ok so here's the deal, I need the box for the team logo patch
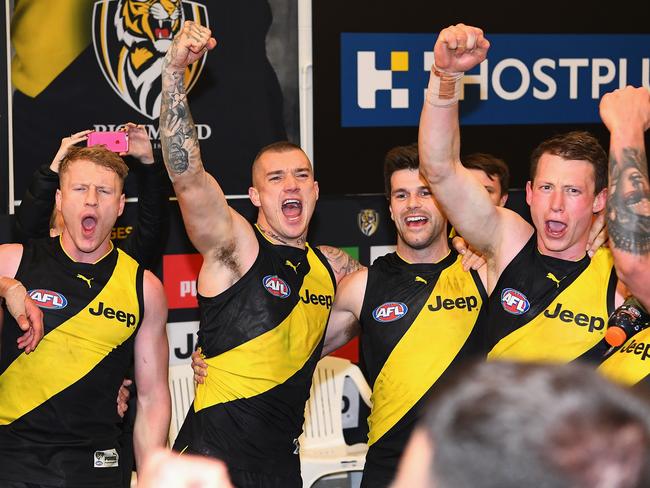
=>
[94,448,119,468]
[92,0,209,119]
[500,288,530,315]
[28,289,68,310]
[358,209,379,236]
[263,275,291,298]
[373,302,408,322]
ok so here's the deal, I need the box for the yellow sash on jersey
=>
[488,248,613,363]
[368,259,482,445]
[0,250,140,425]
[195,245,334,411]
[598,328,650,386]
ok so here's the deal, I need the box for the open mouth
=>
[405,215,429,227]
[82,216,97,236]
[282,199,303,221]
[545,220,567,237]
[153,19,174,40]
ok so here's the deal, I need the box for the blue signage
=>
[341,33,650,127]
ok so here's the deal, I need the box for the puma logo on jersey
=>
[546,273,564,288]
[77,274,94,288]
[89,301,137,327]
[285,260,300,273]
[415,276,428,285]
[543,303,605,333]
[428,295,479,312]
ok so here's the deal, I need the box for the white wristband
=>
[426,64,463,107]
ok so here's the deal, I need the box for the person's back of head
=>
[422,361,650,488]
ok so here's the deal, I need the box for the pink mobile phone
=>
[87,131,129,153]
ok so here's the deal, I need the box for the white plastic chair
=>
[300,356,372,488]
[168,363,196,447]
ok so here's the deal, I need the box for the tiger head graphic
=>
[92,0,207,119]
[114,0,182,55]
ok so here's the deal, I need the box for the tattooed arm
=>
[600,86,650,310]
[317,245,365,284]
[160,22,257,292]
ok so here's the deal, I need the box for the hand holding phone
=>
[87,131,129,153]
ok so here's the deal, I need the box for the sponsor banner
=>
[167,321,200,365]
[342,33,650,127]
[163,253,202,309]
[9,0,297,201]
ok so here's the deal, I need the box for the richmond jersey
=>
[0,237,143,488]
[598,327,650,388]
[359,251,487,487]
[487,234,616,363]
[174,227,336,479]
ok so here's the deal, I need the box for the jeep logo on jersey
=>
[428,295,479,312]
[300,289,333,309]
[373,302,408,322]
[544,303,605,333]
[28,289,68,310]
[263,275,291,298]
[89,302,137,327]
[501,288,530,315]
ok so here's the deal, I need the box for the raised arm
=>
[599,86,650,310]
[160,21,254,267]
[321,268,366,356]
[419,25,530,264]
[133,271,171,469]
[119,123,170,268]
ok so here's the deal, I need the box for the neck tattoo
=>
[258,225,305,247]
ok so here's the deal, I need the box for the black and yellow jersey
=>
[598,328,650,387]
[487,234,615,363]
[358,251,487,488]
[0,237,143,488]
[173,226,335,478]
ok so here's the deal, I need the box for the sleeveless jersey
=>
[174,227,336,477]
[0,237,143,488]
[598,327,650,387]
[487,234,616,363]
[358,251,487,487]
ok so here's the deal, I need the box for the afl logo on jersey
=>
[263,275,291,298]
[28,289,68,310]
[373,302,408,323]
[501,288,530,315]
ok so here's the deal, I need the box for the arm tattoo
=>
[160,56,201,176]
[607,147,650,255]
[319,246,365,278]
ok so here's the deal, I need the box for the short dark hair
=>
[530,131,607,195]
[423,361,650,488]
[253,141,304,166]
[462,152,510,196]
[384,143,419,196]
[60,146,128,188]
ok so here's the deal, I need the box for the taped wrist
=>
[426,64,463,107]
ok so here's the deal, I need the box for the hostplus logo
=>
[341,33,650,127]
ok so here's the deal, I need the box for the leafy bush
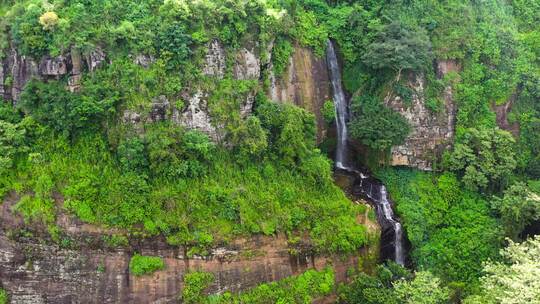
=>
[272,36,294,77]
[445,127,516,191]
[39,11,59,30]
[491,182,540,240]
[337,262,412,304]
[0,288,7,304]
[349,95,411,151]
[321,100,335,124]
[157,22,192,69]
[129,254,165,276]
[362,21,432,75]
[212,267,334,303]
[18,80,115,138]
[182,272,215,304]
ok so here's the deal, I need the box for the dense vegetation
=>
[0,288,6,304]
[182,268,334,303]
[0,0,539,303]
[129,254,165,276]
[0,0,371,256]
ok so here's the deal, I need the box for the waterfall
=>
[326,40,349,169]
[326,40,405,265]
[379,186,405,265]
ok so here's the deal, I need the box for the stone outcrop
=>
[173,91,218,140]
[387,60,459,170]
[38,56,68,76]
[2,47,39,102]
[269,45,331,141]
[493,94,520,137]
[0,193,378,303]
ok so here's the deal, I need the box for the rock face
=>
[493,94,520,137]
[269,45,332,141]
[386,60,459,170]
[0,193,377,303]
[2,47,39,102]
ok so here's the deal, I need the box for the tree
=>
[362,21,432,80]
[492,182,540,240]
[394,271,450,304]
[445,127,517,191]
[348,94,410,151]
[464,236,540,304]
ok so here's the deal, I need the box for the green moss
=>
[129,254,165,276]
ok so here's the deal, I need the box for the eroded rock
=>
[268,45,331,141]
[387,60,459,170]
[203,40,226,79]
[39,56,67,76]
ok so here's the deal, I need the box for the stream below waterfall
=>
[326,40,406,265]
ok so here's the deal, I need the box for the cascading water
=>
[326,40,349,169]
[326,40,405,265]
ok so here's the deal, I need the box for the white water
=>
[326,40,349,169]
[326,40,405,265]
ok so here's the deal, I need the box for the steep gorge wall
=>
[0,193,378,303]
[385,60,459,170]
[269,45,332,141]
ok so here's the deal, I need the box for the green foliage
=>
[464,236,540,304]
[293,9,328,56]
[182,272,215,304]
[271,36,294,77]
[394,271,450,304]
[211,267,334,303]
[337,262,412,304]
[321,100,335,124]
[378,168,503,292]
[0,288,7,304]
[117,137,148,175]
[348,95,411,151]
[129,254,165,276]
[18,80,115,138]
[491,182,540,240]
[157,22,192,69]
[10,1,51,58]
[445,127,517,191]
[7,124,365,254]
[363,22,432,74]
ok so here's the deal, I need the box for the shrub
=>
[0,288,7,304]
[129,254,165,276]
[39,11,59,30]
[321,100,335,124]
[182,272,215,304]
[348,95,410,151]
[445,127,517,191]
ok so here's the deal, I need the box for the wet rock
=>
[150,95,170,122]
[85,48,106,72]
[8,48,39,102]
[0,60,6,99]
[268,45,331,142]
[68,48,83,92]
[39,56,67,76]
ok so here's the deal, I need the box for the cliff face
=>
[0,41,331,142]
[386,60,459,170]
[0,193,378,303]
[269,45,332,141]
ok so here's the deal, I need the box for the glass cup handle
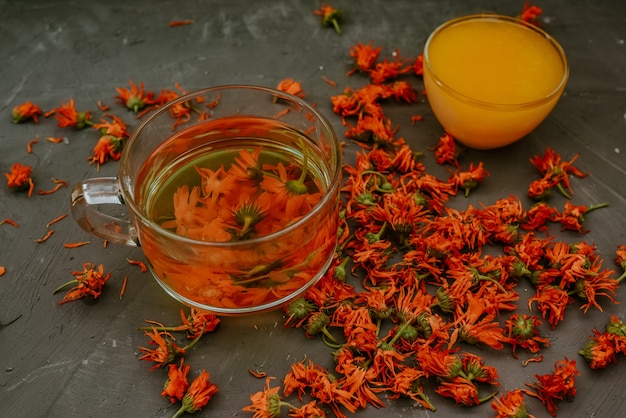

**WORK INSTRUCTIONS:** Take every line from the listing above that includes the word "phone" and copy it.

**TASK OUTPUT:**
ok so here's the deal, I need the box for the pink mobile phone
ok so here's the deal, I need the box for the hand holding phone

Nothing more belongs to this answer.